**QUOTED TEXT:**

= Richard Felciano =

American composer (1930–2026)

Richard James Felciano (December 7, 1930 – February 21, 2026) was an American composer.

==Life and career==
Felciano was born in Santa Rosa, California on December 7, 1930. He studied at San Francisco State College where he received his BA in 1952. In the same year he also obtained an MA from Mills College, where he studied composition with Darius Milhaud. He continued his studies with Milhaud at the Paris Conservatoire, where he received two diplomas in 1955, and went on to study privately in Florence for a year (1958–59) with Luigi Dallapiccola. He also earned a PhD from the University of Iowa in 1959. He taught at Lone Mountain College and the University of California, Berkeley, before becoming composer-in-residence for the city of Boston from 1971 until 1973.

Felciano died in San Francisco on February 21, 2026, at the age of 95.

==Compositions==
- Evolutions, for clarinet and piano (1962)
- Sir Gawain and the Green Knight, chamber opera (1964)
- Gravities, for piano four-hands (1965)
- Contractions, mobile for wind quintet (1965)
- Mutations, for orchestra (1966)
- Spectra, for flute ensemble and contrabass (1967)
- God of the Expanding Universe, for organ and electronics (1971)
- Galactic Rounds, for orchestra (1972)
- EKĀGRATA, for organ, two percussionists, and electronics (1972), written for the 1972 International Contemporary Organ Music Festival.
- In Celebration of Golden Rain, for gamelan and organ (1977)

**TASKS AND EXERCISES:**
a. In the biography of Richard Felciano, who taught him during his private study in Florence?
b. Rewrite the stretch of the Richard Felciano biography from "Felciano died in" through "and electronics (1971)", substituting "harpsichord" for "piano".
c. Which compositions in the Richard Felciano biography include organ among their instruments?

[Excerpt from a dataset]
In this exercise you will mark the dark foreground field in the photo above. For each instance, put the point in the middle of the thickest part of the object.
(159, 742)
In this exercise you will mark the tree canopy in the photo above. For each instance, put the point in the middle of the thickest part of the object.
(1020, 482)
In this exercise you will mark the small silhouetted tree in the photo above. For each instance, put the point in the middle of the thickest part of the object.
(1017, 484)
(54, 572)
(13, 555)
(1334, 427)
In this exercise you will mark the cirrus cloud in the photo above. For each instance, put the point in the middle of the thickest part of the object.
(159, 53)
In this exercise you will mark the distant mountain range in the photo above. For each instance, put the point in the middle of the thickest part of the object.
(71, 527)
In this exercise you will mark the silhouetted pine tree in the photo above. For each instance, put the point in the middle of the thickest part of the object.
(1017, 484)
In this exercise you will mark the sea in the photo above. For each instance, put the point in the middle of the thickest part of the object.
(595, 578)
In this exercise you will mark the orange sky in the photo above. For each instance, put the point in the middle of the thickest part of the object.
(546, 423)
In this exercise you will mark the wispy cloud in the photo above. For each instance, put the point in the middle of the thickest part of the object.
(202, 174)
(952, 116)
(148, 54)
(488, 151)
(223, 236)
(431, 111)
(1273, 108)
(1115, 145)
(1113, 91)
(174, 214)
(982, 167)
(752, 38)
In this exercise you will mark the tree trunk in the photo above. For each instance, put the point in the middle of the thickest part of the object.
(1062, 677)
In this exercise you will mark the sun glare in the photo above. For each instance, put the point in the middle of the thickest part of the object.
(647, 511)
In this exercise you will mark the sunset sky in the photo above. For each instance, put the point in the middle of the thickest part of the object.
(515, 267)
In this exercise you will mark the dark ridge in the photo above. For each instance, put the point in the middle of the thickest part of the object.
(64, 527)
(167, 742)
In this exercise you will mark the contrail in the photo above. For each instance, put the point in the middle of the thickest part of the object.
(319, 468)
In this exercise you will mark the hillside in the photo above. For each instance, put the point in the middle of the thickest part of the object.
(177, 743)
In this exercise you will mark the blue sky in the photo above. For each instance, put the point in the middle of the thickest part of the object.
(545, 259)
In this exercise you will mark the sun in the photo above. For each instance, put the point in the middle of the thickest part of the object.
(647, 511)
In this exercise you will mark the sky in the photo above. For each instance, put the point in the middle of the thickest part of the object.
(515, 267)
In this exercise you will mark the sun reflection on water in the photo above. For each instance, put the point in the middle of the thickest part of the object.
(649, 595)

**ANSWERS IN ORDER:**
a. Luigi Dallapiccola

b.
Felciano died in San Francisco on February 21, 2026, at the age of 95.

==Compositions==
- Evolutions, for clarinet and harpsichord (1962)
- Sir Gawain and the Green Knight, chamber opera (1964)
- Gravities, for harpsichord four-hands (1965)
- Contractions, mobile for wind quintet (1965)
- Mutations, for orchestra (1966)
- Spectra, for flute ensemble and contrabass (1967)
- God of the Expanding Universe, for organ and electronics (1971)

c. God of the Expanding Universe; EKĀGRATA; In Celebration of Golden Rain